Collected data
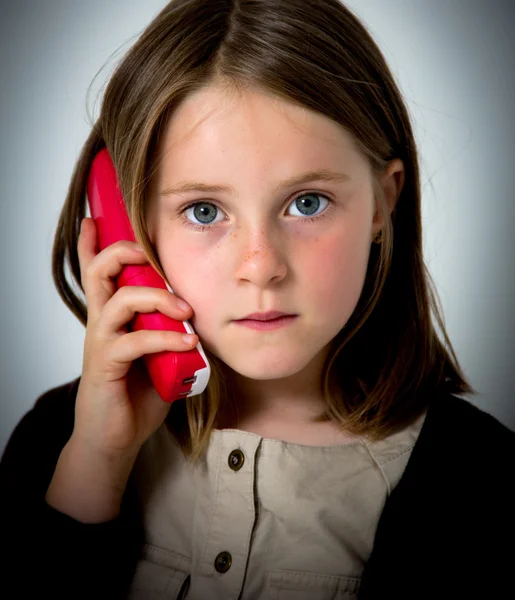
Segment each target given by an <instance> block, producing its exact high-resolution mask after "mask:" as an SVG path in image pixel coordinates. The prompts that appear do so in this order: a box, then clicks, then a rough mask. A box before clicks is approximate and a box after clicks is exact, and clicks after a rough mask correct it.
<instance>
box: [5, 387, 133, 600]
mask: <svg viewBox="0 0 515 600" xmlns="http://www.w3.org/2000/svg"><path fill="white" fill-rule="evenodd" d="M79 382H80V378H78V379H76V380H73V381H72V382H70V383H68V384H65V385H63V386H60V387H57V388H53V389H51V390H49V391H47V392H46V393H44V394H43V395H42V396H40V397H39V398H38V399H37V401H36V403H35V405H34V407H33V408H32V409H31V410H29V411H28V412H27V414H26V415H25V416H24V417H23V418H22V419H21V421H20V422H19V424H18V425H17V427H16V428H15V430H14V431H13V433H12V434H11V437H10V439H9V441H8V443H7V446H6V448H5V450H4V453H3V455H2V459H1V462H0V489H1V492H0V530H1V536H0V539H1V542H0V547H1V548H2V554H3V556H4V558H3V559H2V566H3V567H5V570H4V574H3V576H2V578H1V581H2V584H1V587H2V588H4V589H5V590H10V594H11V595H10V597H13V598H14V597H16V598H29V597H33V596H35V594H36V593H37V594H38V595H43V596H48V597H51V598H65V597H66V598H104V597H105V598H110V599H112V598H125V597H126V594H127V589H128V587H129V585H130V581H131V579H132V574H133V571H134V568H135V565H136V562H137V558H138V553H139V549H140V546H141V543H142V537H141V530H140V525H139V518H138V515H137V511H136V505H135V503H134V500H133V499H132V494H131V491H130V487H128V489H127V491H126V494H125V496H124V499H123V503H122V507H121V512H120V515H119V516H118V517H117V518H116V519H113V520H111V521H108V522H105V523H99V524H84V523H81V522H79V521H76V520H75V519H73V518H71V517H69V516H68V515H66V514H64V513H61V512H60V511H58V510H55V509H54V508H52V507H51V506H49V505H48V504H47V503H46V501H45V494H46V490H47V488H48V486H49V484H50V481H51V479H52V476H53V473H54V469H55V466H56V463H57V460H58V458H59V455H60V453H61V451H62V449H63V447H64V445H65V444H66V442H67V441H68V439H69V437H70V435H71V432H72V430H73V422H74V411H75V397H76V394H77V389H78V385H79ZM4 589H1V590H0V595H3V593H2V592H3V591H4Z"/></svg>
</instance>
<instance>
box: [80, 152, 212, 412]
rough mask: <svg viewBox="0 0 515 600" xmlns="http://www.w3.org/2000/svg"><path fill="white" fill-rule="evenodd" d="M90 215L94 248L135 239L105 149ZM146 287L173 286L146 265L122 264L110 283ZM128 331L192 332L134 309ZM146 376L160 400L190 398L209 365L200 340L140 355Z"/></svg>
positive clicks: (205, 385)
mask: <svg viewBox="0 0 515 600" xmlns="http://www.w3.org/2000/svg"><path fill="white" fill-rule="evenodd" d="M87 198H88V204H89V209H90V213H91V217H92V218H93V219H94V221H95V225H96V227H97V234H98V240H99V246H100V250H103V249H104V248H105V247H106V246H109V245H111V244H113V243H114V242H117V241H118V240H129V241H131V242H135V241H136V238H135V237H134V233H133V230H132V226H131V223H130V221H129V216H128V214H127V210H126V208H125V204H124V201H123V198H122V195H121V192H120V188H119V185H118V177H117V175H116V170H115V168H114V165H113V163H112V160H111V157H110V156H109V152H108V150H107V148H104V149H102V150H101V151H100V152H99V153H98V154H97V155H96V156H95V158H94V159H93V162H92V165H91V169H90V172H89V178H88V185H87ZM124 285H147V286H149V287H157V288H163V289H168V290H169V291H170V292H172V293H173V290H172V289H171V288H170V286H169V285H168V284H167V283H166V281H165V280H164V279H163V278H162V277H161V276H160V275H159V273H157V271H156V270H155V269H154V267H153V266H152V265H150V264H148V265H127V266H125V267H124V269H123V271H122V272H121V273H120V275H119V276H118V277H117V279H116V286H117V288H120V287H122V286H124ZM129 329H130V330H132V331H137V330H139V329H154V330H169V331H178V332H180V333H195V331H193V328H192V327H191V325H190V324H189V322H188V321H176V320H175V319H172V318H171V317H168V316H166V315H163V314H162V313H160V312H155V313H137V315H136V317H135V318H134V319H133V321H132V322H131V323H130V325H129ZM143 361H144V363H145V366H146V368H147V371H148V374H149V375H150V379H151V380H152V383H153V384H154V387H155V388H156V391H157V393H158V394H159V395H160V396H161V398H162V399H163V400H164V401H165V402H174V401H175V400H178V399H180V398H185V397H188V396H194V395H196V394H200V393H201V392H203V391H204V389H205V388H206V386H207V383H208V381H209V376H210V374H211V368H210V365H209V362H208V360H207V358H206V355H205V353H204V350H203V349H202V346H201V344H200V342H199V343H198V344H197V346H196V347H195V348H193V349H192V350H188V351H186V352H172V351H166V352H156V353H153V354H147V355H145V356H143Z"/></svg>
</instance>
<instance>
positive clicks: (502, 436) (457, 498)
mask: <svg viewBox="0 0 515 600" xmlns="http://www.w3.org/2000/svg"><path fill="white" fill-rule="evenodd" d="M514 461H515V432H514V431H512V430H511V429H509V428H508V427H506V425H504V424H503V423H501V422H500V421H499V420H498V419H496V418H495V417H494V416H493V415H491V414H489V413H488V412H485V411H484V410H482V409H480V408H478V407H477V406H475V405H474V404H472V403H471V402H470V401H468V400H465V399H463V398H460V397H458V396H454V395H451V394H446V395H445V394H443V395H440V396H439V397H437V398H435V399H434V401H433V402H432V403H431V404H430V405H429V407H428V410H427V415H426V418H425V421H424V424H423V426H422V429H421V431H420V434H419V437H418V439H417V442H416V444H415V446H414V447H413V450H412V453H411V456H410V459H409V461H408V464H407V465H406V469H405V471H404V474H403V476H402V478H401V481H400V482H399V486H398V488H399V489H398V494H399V496H402V497H405V498H406V499H408V498H412V497H415V496H416V497H417V498H418V500H420V501H421V502H422V501H423V502H428V501H429V499H431V502H432V503H433V504H432V506H433V507H436V506H439V507H441V508H442V509H443V508H444V507H445V508H452V509H456V511H460V510H461V512H462V514H463V515H465V514H468V511H467V510H464V508H463V507H464V506H467V507H469V508H472V507H475V508H476V509H480V510H481V513H482V514H484V511H488V510H489V511H491V512H494V513H495V512H496V508H495V507H496V506H497V507H498V508H499V509H500V510H499V511H497V513H496V514H498V515H499V516H501V515H504V516H505V517H506V515H507V514H509V513H508V504H509V503H515V492H514V487H513V485H512V473H513V463H514ZM500 498H502V499H500ZM501 504H502V505H503V506H501ZM460 507H461V508H460ZM469 516H470V515H469Z"/></svg>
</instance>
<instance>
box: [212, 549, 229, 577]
mask: <svg viewBox="0 0 515 600" xmlns="http://www.w3.org/2000/svg"><path fill="white" fill-rule="evenodd" d="M231 564H232V556H231V555H230V554H229V552H220V554H219V555H218V556H217V557H216V558H215V569H216V570H217V571H218V572H219V573H225V572H226V571H228V570H229V569H230V568H231Z"/></svg>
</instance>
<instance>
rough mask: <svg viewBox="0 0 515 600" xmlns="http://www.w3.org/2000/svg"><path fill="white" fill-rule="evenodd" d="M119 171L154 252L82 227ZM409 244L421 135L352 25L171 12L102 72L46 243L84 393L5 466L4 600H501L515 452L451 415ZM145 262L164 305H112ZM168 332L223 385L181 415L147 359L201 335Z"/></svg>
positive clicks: (480, 425) (166, 11)
mask: <svg viewBox="0 0 515 600" xmlns="http://www.w3.org/2000/svg"><path fill="white" fill-rule="evenodd" d="M104 147H105V148H107V149H108V151H109V153H110V155H111V158H112V160H113V163H114V165H115V167H116V170H117V174H118V179H119V184H120V188H121V191H122V193H123V196H124V200H125V203H126V207H127V210H128V213H129V216H130V219H131V222H132V225H133V229H134V231H135V236H136V239H137V240H138V245H139V248H138V245H136V244H134V243H132V242H128V241H122V242H118V243H116V244H113V245H112V246H110V247H108V248H106V249H104V250H103V251H101V252H99V251H98V249H97V234H96V228H95V225H94V222H93V220H92V219H89V218H85V214H86V213H85V208H86V195H85V192H86V181H87V177H88V173H89V169H90V166H91V163H92V161H93V158H94V157H95V156H96V154H97V152H99V150H101V149H102V148H104ZM421 239H422V236H421V219H420V182H419V171H418V157H417V149H416V145H415V141H414V137H413V132H412V129H411V125H410V121H409V117H408V112H407V110H406V107H405V104H404V102H403V99H402V97H401V95H400V92H399V90H398V88H397V86H396V84H395V82H394V79H393V77H392V75H391V73H390V70H389V69H388V66H387V65H386V63H385V60H384V58H383V56H382V54H381V52H380V50H379V49H378V47H377V45H376V44H375V43H374V41H373V40H372V39H371V38H370V36H369V34H368V33H367V31H366V29H365V28H364V27H363V25H362V24H361V23H360V22H359V20H358V19H357V18H356V17H355V16H354V15H353V14H352V13H351V12H350V11H349V10H348V9H347V8H346V7H345V6H344V5H343V4H342V3H341V2H339V1H338V0H324V1H323V2H321V1H320V0H240V1H230V0H218V1H206V0H174V1H172V2H170V3H169V4H168V5H167V6H166V7H165V8H164V9H163V10H162V11H161V13H160V14H159V15H158V16H157V17H156V18H155V19H154V21H153V22H152V23H151V24H150V25H149V26H148V28H147V29H146V30H145V32H144V33H143V35H142V36H141V38H140V39H139V40H138V42H137V43H136V44H135V45H134V47H133V48H132V49H131V51H130V52H129V53H128V54H127V55H126V57H125V58H124V60H123V61H122V62H121V64H120V65H119V67H118V69H117V70H116V72H115V73H114V75H113V77H112V79H111V81H110V83H109V85H108V87H107V89H106V92H105V96H104V99H103V105H102V108H101V113H100V117H99V119H98V121H97V123H96V124H95V126H94V127H93V129H92V131H91V135H90V136H89V138H88V139H87V141H86V143H85V145H84V148H83V151H82V153H81V155H80V157H79V159H78V161H77V164H76V168H75V171H74V173H73V176H72V180H71V184H70V189H69V193H68V196H67V198H66V202H65V204H64V207H63V210H62V213H61V216H60V220H59V224H58V227H57V231H56V236H55V242H54V252H53V276H54V281H55V283H56V286H57V289H58V290H59V293H60V295H61V297H62V298H63V300H64V302H65V303H66V305H67V306H68V307H69V308H70V309H71V310H72V311H73V313H74V314H75V315H76V316H77V318H79V319H80V320H81V322H82V323H83V324H84V325H85V326H86V335H85V343H84V359H83V369H82V373H81V376H80V377H78V378H77V379H75V380H74V381H72V382H70V383H68V384H65V385H63V386H60V387H58V388H55V389H52V390H49V391H48V392H46V393H45V394H43V395H42V396H41V397H40V398H39V399H38V400H37V402H36V404H35V406H34V408H33V409H32V410H31V411H29V413H28V414H27V415H26V416H25V417H24V418H23V419H22V421H21V423H20V424H19V425H18V427H17V428H16V430H15V432H14V433H13V435H12V436H11V439H10V441H9V443H8V445H7V447H6V450H5V453H4V456H3V459H2V464H1V475H0V477H1V481H2V494H1V496H2V502H3V505H2V509H3V510H2V511H0V514H2V518H3V519H4V521H3V527H2V528H3V536H2V537H3V540H4V545H5V547H6V549H7V550H8V553H9V557H8V565H7V568H6V570H5V573H6V577H5V578H4V579H7V580H10V582H11V584H12V586H13V589H15V590H16V597H23V598H25V597H29V596H31V595H33V594H34V593H36V592H39V593H43V594H44V593H45V592H48V593H49V594H50V595H51V596H52V597H64V596H66V597H72V598H82V597H84V598H85V597H88V598H90V597H106V598H107V597H109V598H113V597H117V598H127V597H128V598H132V599H154V598H155V599H157V598H174V599H175V598H188V599H203V600H204V599H211V598H213V599H218V598H219V599H229V598H233V599H234V600H237V599H239V598H241V599H243V600H246V599H249V600H250V599H268V598H275V599H280V600H287V599H293V598H295V599H301V600H308V599H309V600H311V599H313V600H328V599H330V598H331V599H332V598H348V599H351V598H365V599H367V598H368V599H372V598H408V597H409V598H425V597H427V598H442V597H452V598H457V597H466V598H471V597H481V598H487V597H497V594H498V593H499V594H500V592H501V591H502V592H503V593H504V594H505V595H506V591H507V590H508V589H509V588H510V587H511V586H512V584H511V583H509V577H508V570H507V569H508V566H509V565H511V562H512V560H513V558H515V557H514V555H513V551H512V550H510V551H508V550H504V551H503V550H502V548H503V547H504V548H506V547H507V546H506V543H504V544H503V542H510V541H511V539H512V536H513V535H514V534H515V527H514V523H515V517H514V514H513V513H514V511H513V506H514V505H515V497H514V493H513V492H512V491H511V484H509V479H510V475H511V472H512V460H513V458H515V434H514V433H513V432H511V431H510V430H509V429H507V428H506V427H505V426H504V425H502V424H501V423H500V422H498V421H497V420H496V419H494V418H493V417H492V416H490V415H488V414H487V413H484V412H482V411H480V410H479V409H478V408H476V407H474V406H473V405H472V404H471V403H469V402H468V401H467V400H464V399H462V398H459V395H464V394H472V393H474V391H473V390H472V388H471V386H470V385H469V384H468V383H467V381H466V380H465V377H464V376H463V373H462V371H461V369H460V367H459V364H458V361H457V359H456V356H455V354H454V352H453V349H452V346H451V344H450V341H449V339H448V336H447V334H446V332H445V328H444V327H443V322H442V319H441V317H440V315H439V313H438V310H437V306H436V301H435V294H434V292H433V291H432V288H431V280H430V277H429V274H428V272H427V270H426V267H425V265H424V261H423V256H422V242H421ZM145 262H148V263H150V264H151V265H152V266H153V267H154V268H155V269H156V270H157V271H158V273H159V274H160V275H161V276H162V277H163V278H165V279H166V280H167V281H168V283H169V285H170V286H171V288H172V289H173V290H174V291H175V292H176V293H175V294H170V293H169V292H168V291H166V290H161V289H156V288H143V287H125V288H122V289H120V290H116V289H115V285H114V278H116V276H117V275H118V274H119V273H120V271H121V270H122V268H123V266H124V265H128V264H143V263H145ZM66 263H68V265H69V269H70V272H71V276H72V278H73V279H74V280H75V282H76V283H77V284H78V285H79V286H80V288H81V290H82V291H83V292H84V295H85V303H84V302H83V301H82V300H81V299H80V298H79V297H78V296H77V295H76V294H75V293H74V291H73V289H72V286H71V282H70V281H68V280H67V278H66V275H65V264H66ZM182 301H185V302H186V304H185V305H184V304H183V302H182ZM156 310H157V311H161V312H163V313H164V314H167V315H169V316H171V317H173V318H175V319H181V320H186V319H188V320H190V322H191V324H192V325H193V327H194V329H195V331H196V332H197V333H198V337H199V338H200V339H201V341H202V345H203V347H204V349H205V350H206V353H207V356H208V359H209V361H210V364H211V369H212V375H211V379H210V381H209V384H208V388H207V389H206V391H205V392H204V393H202V394H200V395H198V396H195V397H191V398H187V399H182V400H177V401H175V402H174V403H172V404H171V405H169V404H166V403H163V402H162V401H161V399H160V398H159V397H158V396H157V393H156V391H155V390H154V389H153V387H152V384H151V382H150V380H149V377H148V375H147V373H146V372H145V369H144V368H143V367H142V363H141V357H142V356H143V355H145V354H149V353H154V352H160V351H164V350H173V351H176V352H182V351H185V350H188V349H190V348H192V347H193V346H194V345H195V343H196V342H197V338H195V339H194V340H193V341H190V342H184V341H183V340H182V338H181V336H180V335H179V334H177V333H175V332H156V331H139V332H129V331H128V327H127V326H128V324H129V323H130V321H131V320H132V319H133V318H134V316H135V314H136V313H137V312H153V311H156ZM274 312H280V313H283V317H282V318H281V319H278V320H270V323H269V324H268V325H267V326H266V328H265V327H264V326H263V325H261V326H259V325H257V324H256V321H257V319H272V317H274V316H276V315H274V314H267V313H274ZM254 313H259V314H258V315H255V314H254ZM249 315H250V316H251V317H249ZM435 320H436V322H437V323H438V325H439V326H440V329H441V332H442V338H443V341H442V340H441V339H440V338H439V337H438V336H437V333H436V329H435ZM27 548H28V549H29V550H30V558H31V560H30V562H29V561H27V560H26V558H25V557H26V552H27Z"/></svg>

- **AIM OF THE TASK**
For the records above, state how many lines include "positive", giving no more than the number.

- **ANSWER TO THE PROBLEM**
3